_INFORMATION SHOWN_
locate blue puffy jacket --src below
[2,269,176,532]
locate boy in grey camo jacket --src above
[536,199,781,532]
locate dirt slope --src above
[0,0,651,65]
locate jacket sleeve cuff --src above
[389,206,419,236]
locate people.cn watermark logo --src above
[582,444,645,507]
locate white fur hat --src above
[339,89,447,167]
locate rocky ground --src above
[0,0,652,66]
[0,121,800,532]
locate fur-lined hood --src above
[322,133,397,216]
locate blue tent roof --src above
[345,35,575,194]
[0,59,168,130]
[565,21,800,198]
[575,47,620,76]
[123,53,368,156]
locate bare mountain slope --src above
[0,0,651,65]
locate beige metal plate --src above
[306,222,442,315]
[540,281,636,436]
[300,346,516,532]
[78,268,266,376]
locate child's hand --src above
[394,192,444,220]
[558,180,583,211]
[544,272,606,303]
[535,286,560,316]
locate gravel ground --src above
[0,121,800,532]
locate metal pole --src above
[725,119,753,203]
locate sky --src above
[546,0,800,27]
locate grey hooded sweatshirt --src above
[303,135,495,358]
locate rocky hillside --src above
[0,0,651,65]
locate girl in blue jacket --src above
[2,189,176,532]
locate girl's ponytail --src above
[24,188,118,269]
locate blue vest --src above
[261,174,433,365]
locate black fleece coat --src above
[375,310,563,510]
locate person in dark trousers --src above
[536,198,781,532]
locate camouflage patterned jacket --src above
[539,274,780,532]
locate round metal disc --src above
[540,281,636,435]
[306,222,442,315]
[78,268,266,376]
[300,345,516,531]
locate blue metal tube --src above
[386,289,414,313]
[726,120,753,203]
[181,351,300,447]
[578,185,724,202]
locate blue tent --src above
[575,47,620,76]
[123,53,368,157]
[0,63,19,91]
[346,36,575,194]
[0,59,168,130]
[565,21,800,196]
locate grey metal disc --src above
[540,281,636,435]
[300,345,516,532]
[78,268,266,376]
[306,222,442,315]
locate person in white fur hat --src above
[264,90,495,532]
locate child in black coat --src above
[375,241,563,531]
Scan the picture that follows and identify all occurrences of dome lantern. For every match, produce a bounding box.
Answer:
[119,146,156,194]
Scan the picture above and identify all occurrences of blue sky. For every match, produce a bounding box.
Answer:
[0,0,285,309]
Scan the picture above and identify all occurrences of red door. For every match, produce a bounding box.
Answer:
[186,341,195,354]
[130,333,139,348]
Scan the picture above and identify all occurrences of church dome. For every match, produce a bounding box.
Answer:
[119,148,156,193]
--
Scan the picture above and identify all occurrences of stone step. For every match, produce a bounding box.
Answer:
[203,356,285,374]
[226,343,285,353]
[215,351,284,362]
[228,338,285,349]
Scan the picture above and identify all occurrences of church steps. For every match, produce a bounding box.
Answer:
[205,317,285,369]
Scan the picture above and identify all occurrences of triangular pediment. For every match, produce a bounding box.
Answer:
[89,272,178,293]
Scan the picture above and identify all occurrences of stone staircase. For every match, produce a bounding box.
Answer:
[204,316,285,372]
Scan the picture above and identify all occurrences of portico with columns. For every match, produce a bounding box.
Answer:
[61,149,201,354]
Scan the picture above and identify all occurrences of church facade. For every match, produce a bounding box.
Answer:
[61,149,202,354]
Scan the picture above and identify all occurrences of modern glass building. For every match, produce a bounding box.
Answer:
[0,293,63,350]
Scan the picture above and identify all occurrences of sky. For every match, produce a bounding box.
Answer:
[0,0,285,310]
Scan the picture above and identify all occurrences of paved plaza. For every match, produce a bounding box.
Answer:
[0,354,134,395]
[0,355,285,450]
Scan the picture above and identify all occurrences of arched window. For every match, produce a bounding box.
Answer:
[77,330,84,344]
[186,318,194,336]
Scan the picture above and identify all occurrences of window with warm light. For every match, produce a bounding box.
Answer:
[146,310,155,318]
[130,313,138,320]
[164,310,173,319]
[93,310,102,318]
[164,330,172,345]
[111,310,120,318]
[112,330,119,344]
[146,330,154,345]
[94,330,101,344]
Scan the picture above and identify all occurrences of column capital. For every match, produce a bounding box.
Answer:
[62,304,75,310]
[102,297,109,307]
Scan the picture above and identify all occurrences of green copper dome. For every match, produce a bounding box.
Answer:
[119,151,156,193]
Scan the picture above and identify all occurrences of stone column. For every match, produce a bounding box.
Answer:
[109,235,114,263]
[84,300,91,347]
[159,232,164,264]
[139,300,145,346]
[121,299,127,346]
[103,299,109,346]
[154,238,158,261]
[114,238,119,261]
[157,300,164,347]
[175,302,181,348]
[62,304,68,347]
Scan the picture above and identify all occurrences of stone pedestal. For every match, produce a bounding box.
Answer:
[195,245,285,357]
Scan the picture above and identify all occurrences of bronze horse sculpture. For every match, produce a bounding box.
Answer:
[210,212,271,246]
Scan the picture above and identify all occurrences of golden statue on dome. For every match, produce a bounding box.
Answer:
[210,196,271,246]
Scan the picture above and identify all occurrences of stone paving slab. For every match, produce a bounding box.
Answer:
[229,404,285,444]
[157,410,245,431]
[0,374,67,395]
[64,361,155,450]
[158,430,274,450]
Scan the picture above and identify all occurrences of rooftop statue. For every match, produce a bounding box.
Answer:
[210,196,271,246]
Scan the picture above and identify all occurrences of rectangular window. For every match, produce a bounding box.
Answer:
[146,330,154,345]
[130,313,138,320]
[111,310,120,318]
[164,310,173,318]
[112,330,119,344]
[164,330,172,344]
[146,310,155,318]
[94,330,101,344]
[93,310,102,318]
==
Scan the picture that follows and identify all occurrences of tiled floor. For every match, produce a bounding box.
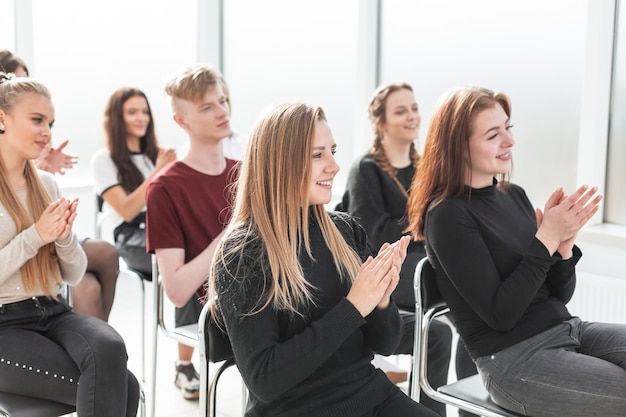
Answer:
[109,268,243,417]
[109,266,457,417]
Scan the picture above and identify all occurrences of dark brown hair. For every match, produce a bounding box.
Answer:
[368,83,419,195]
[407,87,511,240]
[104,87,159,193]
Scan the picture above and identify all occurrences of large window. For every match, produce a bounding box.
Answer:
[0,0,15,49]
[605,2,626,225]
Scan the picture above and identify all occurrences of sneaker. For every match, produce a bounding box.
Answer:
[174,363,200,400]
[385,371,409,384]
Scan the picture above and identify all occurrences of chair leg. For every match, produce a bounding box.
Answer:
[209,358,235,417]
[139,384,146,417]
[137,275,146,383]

_BRIEF_
Rewrite only the records running from the line containing "locate round metal disc --src above" through the line containing "[0,0,285,309]", changing "metal disc" to "steel disc" and keeping everything else the same.

_EXERCISE RESPONSE_
locate round steel disc --src above
[540,281,636,435]
[306,222,442,315]
[78,268,266,376]
[300,345,516,531]
locate blue metal tube --src above
[386,289,414,313]
[726,120,753,203]
[181,351,300,447]
[578,185,724,202]
locate blue tent --src above
[575,47,620,76]
[123,53,368,157]
[0,63,19,91]
[346,36,575,194]
[0,59,168,130]
[565,21,800,196]
locate grey steel disc --src above
[540,281,636,435]
[300,345,516,532]
[78,268,266,376]
[306,222,442,315]
locate person in white fur hat --src above
[264,90,495,532]
locate child in black coat --src above
[375,241,563,531]
Scan the picture that follows and identify all occurrences of dome lantern. For every match, produce a bounding box.
Answer:
[119,146,156,194]
Scan the picture above and identify all occurrences of blue sky. For every match, produce a bounding box.
Answer:
[0,0,285,309]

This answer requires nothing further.